The data below must be repeated exactly. Leave nothing out.

..........

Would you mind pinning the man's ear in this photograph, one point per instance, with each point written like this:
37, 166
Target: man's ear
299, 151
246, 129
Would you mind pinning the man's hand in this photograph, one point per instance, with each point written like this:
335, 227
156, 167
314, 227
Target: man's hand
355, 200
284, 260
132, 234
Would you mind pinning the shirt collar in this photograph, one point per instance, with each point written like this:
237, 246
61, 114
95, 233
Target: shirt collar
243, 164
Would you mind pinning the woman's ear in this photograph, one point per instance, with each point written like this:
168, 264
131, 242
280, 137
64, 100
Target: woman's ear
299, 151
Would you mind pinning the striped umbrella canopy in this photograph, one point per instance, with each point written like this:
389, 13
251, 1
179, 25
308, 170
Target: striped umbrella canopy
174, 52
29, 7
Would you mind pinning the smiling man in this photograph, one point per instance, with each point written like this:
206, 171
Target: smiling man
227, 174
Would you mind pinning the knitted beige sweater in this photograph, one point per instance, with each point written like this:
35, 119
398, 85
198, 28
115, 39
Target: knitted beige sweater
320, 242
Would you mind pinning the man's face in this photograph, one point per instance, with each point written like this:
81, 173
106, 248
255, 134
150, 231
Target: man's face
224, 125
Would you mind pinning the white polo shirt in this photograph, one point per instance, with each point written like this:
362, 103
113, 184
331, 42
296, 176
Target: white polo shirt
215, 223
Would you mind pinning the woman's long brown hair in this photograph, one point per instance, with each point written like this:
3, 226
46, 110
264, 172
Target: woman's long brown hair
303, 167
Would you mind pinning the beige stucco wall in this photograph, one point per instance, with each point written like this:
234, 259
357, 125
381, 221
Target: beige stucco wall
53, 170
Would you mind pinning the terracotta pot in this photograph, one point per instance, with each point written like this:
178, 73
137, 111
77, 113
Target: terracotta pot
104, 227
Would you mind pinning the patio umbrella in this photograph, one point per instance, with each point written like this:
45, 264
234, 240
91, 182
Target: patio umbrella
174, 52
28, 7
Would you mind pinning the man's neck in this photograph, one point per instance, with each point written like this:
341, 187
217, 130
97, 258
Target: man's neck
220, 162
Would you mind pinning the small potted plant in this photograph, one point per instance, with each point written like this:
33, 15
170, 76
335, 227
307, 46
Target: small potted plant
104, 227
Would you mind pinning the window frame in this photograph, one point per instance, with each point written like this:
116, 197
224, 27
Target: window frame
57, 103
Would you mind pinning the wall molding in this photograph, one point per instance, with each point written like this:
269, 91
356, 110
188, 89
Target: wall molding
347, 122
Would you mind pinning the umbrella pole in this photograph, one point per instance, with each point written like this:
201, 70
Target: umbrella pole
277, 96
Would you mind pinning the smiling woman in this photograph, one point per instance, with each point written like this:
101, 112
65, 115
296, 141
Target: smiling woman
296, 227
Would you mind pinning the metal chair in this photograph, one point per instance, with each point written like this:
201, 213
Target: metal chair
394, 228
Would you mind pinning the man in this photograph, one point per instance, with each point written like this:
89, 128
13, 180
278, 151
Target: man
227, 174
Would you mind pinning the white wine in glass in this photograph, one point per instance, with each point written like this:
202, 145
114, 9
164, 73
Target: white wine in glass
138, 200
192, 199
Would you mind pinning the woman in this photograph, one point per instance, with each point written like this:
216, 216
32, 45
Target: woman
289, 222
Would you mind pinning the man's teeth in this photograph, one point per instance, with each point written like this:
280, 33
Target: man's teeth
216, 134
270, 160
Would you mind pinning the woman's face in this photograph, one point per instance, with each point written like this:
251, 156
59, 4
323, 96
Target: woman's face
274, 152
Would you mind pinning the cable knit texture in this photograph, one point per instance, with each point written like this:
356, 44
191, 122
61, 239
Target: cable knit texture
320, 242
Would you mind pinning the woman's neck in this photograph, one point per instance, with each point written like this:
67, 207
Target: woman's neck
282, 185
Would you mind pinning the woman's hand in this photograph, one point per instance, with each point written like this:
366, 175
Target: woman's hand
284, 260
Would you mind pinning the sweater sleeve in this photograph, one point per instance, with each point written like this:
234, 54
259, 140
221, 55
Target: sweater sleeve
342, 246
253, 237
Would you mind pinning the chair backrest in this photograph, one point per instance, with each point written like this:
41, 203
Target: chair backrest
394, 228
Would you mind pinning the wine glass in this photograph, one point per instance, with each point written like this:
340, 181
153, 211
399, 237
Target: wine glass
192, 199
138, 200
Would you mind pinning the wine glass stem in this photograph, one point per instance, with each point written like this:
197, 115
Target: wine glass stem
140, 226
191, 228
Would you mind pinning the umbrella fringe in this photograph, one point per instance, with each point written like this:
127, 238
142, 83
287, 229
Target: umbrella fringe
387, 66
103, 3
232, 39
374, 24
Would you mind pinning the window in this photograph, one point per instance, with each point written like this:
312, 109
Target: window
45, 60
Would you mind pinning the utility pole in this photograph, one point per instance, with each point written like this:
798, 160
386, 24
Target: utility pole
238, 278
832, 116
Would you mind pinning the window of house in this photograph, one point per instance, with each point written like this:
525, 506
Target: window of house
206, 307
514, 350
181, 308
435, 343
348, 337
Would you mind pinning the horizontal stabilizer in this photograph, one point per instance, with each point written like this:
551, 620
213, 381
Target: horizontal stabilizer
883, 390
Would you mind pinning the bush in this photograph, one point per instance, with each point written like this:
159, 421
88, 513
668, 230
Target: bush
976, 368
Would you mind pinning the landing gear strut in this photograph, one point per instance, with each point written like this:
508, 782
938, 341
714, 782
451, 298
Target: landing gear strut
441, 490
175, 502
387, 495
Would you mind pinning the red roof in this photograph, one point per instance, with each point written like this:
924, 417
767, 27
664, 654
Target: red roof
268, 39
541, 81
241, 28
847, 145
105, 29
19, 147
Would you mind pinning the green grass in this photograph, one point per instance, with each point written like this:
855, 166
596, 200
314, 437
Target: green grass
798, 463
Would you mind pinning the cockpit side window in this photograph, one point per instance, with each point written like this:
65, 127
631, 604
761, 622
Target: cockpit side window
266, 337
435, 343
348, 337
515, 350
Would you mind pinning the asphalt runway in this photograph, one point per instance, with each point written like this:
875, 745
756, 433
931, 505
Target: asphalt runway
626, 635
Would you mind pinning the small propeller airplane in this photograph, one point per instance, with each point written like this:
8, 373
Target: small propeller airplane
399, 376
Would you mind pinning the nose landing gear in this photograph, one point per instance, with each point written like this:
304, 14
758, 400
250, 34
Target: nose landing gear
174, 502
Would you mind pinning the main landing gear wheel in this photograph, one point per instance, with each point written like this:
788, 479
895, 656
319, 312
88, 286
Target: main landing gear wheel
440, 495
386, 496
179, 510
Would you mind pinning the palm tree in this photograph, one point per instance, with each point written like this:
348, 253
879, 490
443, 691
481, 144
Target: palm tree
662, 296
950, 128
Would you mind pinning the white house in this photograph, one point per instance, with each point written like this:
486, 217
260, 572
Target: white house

..........

== EXPECTED ANSWER ==
Would you mind pinning the man's ear in this photograph, one point per instance, with each point written like this:
37, 166
Target: man's ear
299, 151
246, 129
Would you mind pinning the man's hand in this photograph, one point per instance, with each point written like this:
335, 227
156, 167
314, 227
Target: man's hand
355, 200
284, 260
132, 234
Would you mind pinning the shirt collar in this photograph, one point per instance, with each point written like this:
237, 246
61, 114
95, 233
Target: shirt collar
243, 164
Would you mind pinning the woman's ear in this photograph, one point per instance, with each point written like this:
168, 264
131, 242
280, 137
64, 100
Target: woman's ear
299, 151
Would you mind pinning the striped umbrella canopy in this photograph, one point per instance, with each point written like this:
389, 13
251, 1
179, 25
308, 170
Target: striped umbrella canopy
174, 52
29, 7
Would you mind pinning the smiling man in this photograph, one point per instance, with each point written like this:
206, 171
Target: smiling man
227, 174
Would you mind pinning the knitted beige sweater in this photograph, one point per instance, with each point written like this:
35, 119
398, 85
198, 28
115, 39
Target: knitted beige sweater
320, 242
Would you mind pinning the man's face in this photograph, one point per instance, with each point written like this:
81, 173
106, 248
255, 134
150, 231
Target: man's face
224, 125
Would you mind pinning the white polo shirt in this photograph, one point per instance, with each point written like this:
362, 103
113, 184
331, 42
296, 176
Target: white polo shirt
215, 223
Would you mind pinning the woman's long brown hair in this photograph, one point per instance, with each point written like this:
3, 226
46, 110
264, 172
Target: woman's long brown hair
303, 167
Would you mind pinning the beige stucco wall in this photograph, one point per instance, with each point written like this:
234, 259
357, 125
381, 221
Target: beige stucco wall
53, 170
Would you mind pinning the terracotta pot in this photograph, one point per instance, with each point written like this:
178, 73
137, 111
77, 113
Target: terracotta pot
104, 227
Would you mind pinning the patio umbrella in this photograph, one point per instance, with each point written like this:
45, 264
234, 240
91, 182
Target: patio umbrella
174, 52
28, 7
Would you mind pinning the man's neck in this photograph, one point per instance, with each point written like this:
341, 187
217, 130
97, 258
Target: man's neck
220, 162
Would you mind pinning the small potted plant in this photograph, one point per instance, with each point written like this:
33, 15
170, 76
335, 227
307, 46
Target: small potted plant
104, 227
Would you mind pinning the window frame in this photograph, one point per instance, with each point written like this:
116, 197
224, 27
Target: window frame
57, 103
Would you mind pinning the wall molding in this photograph, one point per instance, with each point written like this:
269, 91
356, 110
188, 89
Target: wall molding
347, 122
Would you mind pinning the umbrella pole in this photograph, one point per instance, with each point written like this:
201, 70
Target: umbrella pole
277, 96
Would you mind pinning the smiling woman in this photograph, one point per instance, with each point written like this:
101, 112
65, 115
296, 141
Target: smiling woman
296, 227
Would you mind pinning the metal chair in this photograph, one point per instance, with each point written like this:
201, 213
Target: metal chair
394, 228
Would you mind pinning the man in this photograph, one point per instance, with each point written like this:
89, 128
13, 180
278, 151
Target: man
227, 174
Would you mind pinning the white wine in glass in this photograph, one point per instance, with each point written like this:
202, 145
114, 9
164, 73
Target: white wine in glass
138, 200
192, 199
Would you mind pinning the woman in this photograph, one point per instance, with each point written like this:
216, 216
32, 45
Target: woman
289, 222
Would you mind pinning the man's teeth in this photograph, one point per instance, with each point written like this:
280, 33
Target: man's teeth
216, 134
270, 160
Would you mind pinning the woman's face in this photograph, one point per instance, with each point written like this:
251, 156
59, 4
323, 96
Target: woman's face
274, 152
Would you mind pinning the cable knit texture in this photograph, one point per instance, with each point written like this:
356, 44
191, 122
61, 239
Target: cable knit texture
320, 242
Would you mind pinning the woman's neck in this photograph, one point per instance, with each point written like this:
67, 207
Target: woman's neck
282, 185
Would you mind pinning the woman's hand in this photograph, one point per instance, with each point written like this:
366, 175
Target: woman's hand
284, 260
Would you mind pinning the sweater sleeve in this photograph, one point per instance, with each point written like this:
234, 54
259, 140
221, 55
Target: sweater sleeve
342, 246
253, 237
Would you mind pinning the chair backrest in this photograph, one point per instance, with each point written like this:
41, 203
Target: chair backrest
394, 228
Would you mind pinning the wine glass in this photograph, one point per instance, with each point written like this:
340, 181
153, 211
399, 237
Target: wine glass
192, 199
138, 200
Would you mind pinning the wine glass stem in this photograph, one point per instance, with each point written like this:
197, 115
Target: wine glass stem
140, 226
191, 228
Would you mind pinning the umbrella fringe in this photograph, one point per instance, with each point written like this:
127, 238
142, 83
287, 229
Target: umbrella fringe
387, 66
103, 3
232, 39
374, 24
Would you mind pinning the window in this photograph, one point per instance, with each point written like this:
312, 109
Target: window
45, 60
Would you mind pinning the utility pole in this photograph, one point per instance, with each point written like this:
798, 160
386, 24
Target: utility pole
238, 278
832, 116
Would you mind pinning the window of house in this photograph, one point per instance, with each point written like this:
525, 506
Target: window of house
206, 307
514, 350
181, 308
435, 343
348, 337
Would you mind pinning the horizontal stabilizer in this photograph, one point per instance, with each point written like this:
551, 620
213, 381
Target: horizontal stabilizer
883, 390
Would you mind pinning the bush in this photograph, one point per instance, with each point written like this:
159, 421
88, 513
668, 230
Target: bush
976, 368
Would you mind pinning the landing gear strut in this photograph, one point per instance, with each point written like this:
508, 782
938, 341
714, 782
451, 298
Target: landing gear strut
441, 490
175, 502
387, 495
Would you mind pinning the red roof in this photograph, one point per instance, with each point written like this:
924, 417
767, 27
664, 654
Target: red roof
268, 39
541, 81
241, 28
847, 145
105, 29
19, 147
Would you mind pinning the green grass in this photograph, one point per instance, with each point written like this:
855, 166
596, 200
314, 437
Target: green grass
798, 463
Would you mind pinning the cockpit side window in this photograph, one point per instance, with each point written like this:
65, 127
631, 604
761, 622
Target: cockpit side window
266, 337
435, 343
348, 337
515, 350
Would you mind pinning the asphalt runway in this photograph, one point per instance, with each point written like this:
875, 745
756, 433
931, 505
Target: asphalt runway
626, 635
Would you mind pinning the small propeller airplane in this photograph, one point per instance, with each point written like this:
8, 373
Target: small propeller airplane
399, 376
Would you mind pinning the nose landing gear in this photograph, one point per instance, with each point written like this:
304, 14
758, 400
250, 34
Target: nose landing gear
174, 502
Would you mind pinning the main landing gear wheel in this photograph, one point per instance, with each point written like this:
788, 479
895, 656
319, 312
88, 286
Target: main landing gear wheel
440, 495
386, 496
179, 510
Would you mind pinning the palm tree in this photograph, one point per instance, with each point written like this:
348, 253
879, 490
443, 691
481, 144
Target: palm tree
662, 296
950, 128
Would you mind pinning the white house in this photograph, one point per instance, with each point written like this:
486, 217
260, 572
Target: white house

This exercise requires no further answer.